_OBJECTIVE_: In the thread about Cramer's rule, change "stated" to "formulated" and write out the text starting with "Cramer's rule in" and going on through "with $\vec b$.".

_TEXT SEGMENT_:

Begin

# Formulate Cramer's rule for solving systems of linear equations, stating conditions under which the rule is applicable.

Formulate Cramer's rule for solving systems of linear equations, stating conditions under which the rule is applicable. Prove Cramer's rule for systems of two equations with two unknowns.

So I just wanted to double check my logic for this question, would something along these lines be correct:

Rule - Only applicable for square matrices that have a non zero determinant.

$$a_1x + b_1y = c_1$$ $$a_2x + b_2y = c_2$$

$$x = \frac{D_1}D,y = \frac {D_2}D$$

Where \begin{align*} D& = \begin{vmatrix}a_1&b_1\\a_2&b_2\\ \end{vmatrix} & D_1 &= \begin{vmatrix}c_1&b_1\\c_2&b_2\\ \end{vmatrix} & D_2 &= \begin{vmatrix}a_1&c_1\\a_2&c_2\\ \end{vmatrix} \end{align*}

• can you formulate your for a general system $Ax=b$ with $A$ a $n\times n$ matrix? – user190080 Jul 15 '15 at 13:21

This is the correct formulation for the $2\times 2$ case but you still need to prove that these formulas work. So, to finish you must show that \begin{array}{crcrcrcrcr} a_1\dfrac{D_1}{D} &+& b_1\dfrac{D_2}{D} &=& c_1 \\ a_2\dfrac{D_1}{D} &+& b_2\dfrac{D_2}{D} &=& c_2 \end{array} The first of these two equations is proved by \begin{align*} a_1\dfrac{D_1}{D} + b_1\dfrac{D_2}{D} &= a_1\frac{\begin{vmatrix}c_1&b_1\\ c_2&b_2\end{vmatrix}}{\begin{vmatrix}a_1&b_1\\ a_2&b_2\end{vmatrix}}+b_1\frac{\begin{vmatrix}a_1&c_1\\ a_2&c_2\end{vmatrix}}{\begin{vmatrix}a_1&b_1\\ a_2&b_2\end{vmatrix}} \\ &= a_1\frac{c_1b_2-b_1c_2}{a_1b_2-b_1a_2}+b_1\frac{a_1c_2-c_1a_2}{a_1b_2-b_1a_2} \\ &= \frac{a_1c_1b_2-a_1b_1c_2+b_1a_1c_2-b_1c_1a_2}{a_1b_2-b_1a_2} \\ &= \frac{a_1c_1b_2-b_1c_1a_2}{a_1b_2-b_1a_2} \\ &= c_1\frac{a_1b_2-b_1a_2}{a_1b_2-b_1a_2} \\ &= c_1 \end{align*} Can you prove the second equation?

Cramer's rule in the $n\times n$ case may be stated as follows.

The system $A\vec x=\vec b$ is solved by $$x_j=\frac{\det A_j}{\det A}$$ where $A_j$ is the $n\times n$ matrix obtained by replacing the $j$th column of $A$ with $\vec b$.

End

_DATASET EXCERPT_:
Begin

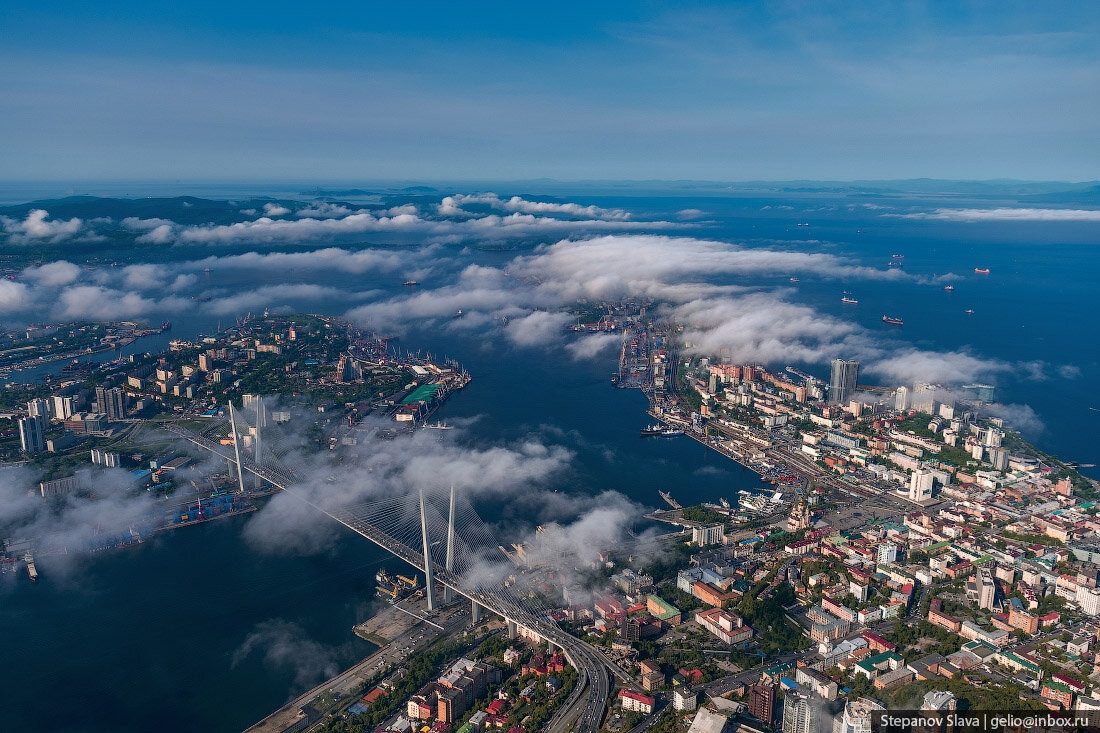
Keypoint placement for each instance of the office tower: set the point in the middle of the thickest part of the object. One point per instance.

End

_ANSWER TO THE EXERCISE_:
Cramer's rule in the $n\times n$ case may be formulated as follows.

The system $A\vec x=\vec b$ is solved by $$x_j=\frac{\det A_j}{\det A}$$ where $A_j$ is the $n\times n$ matrix obtained by replacing the $j$th column of $A$ with $\vec b$.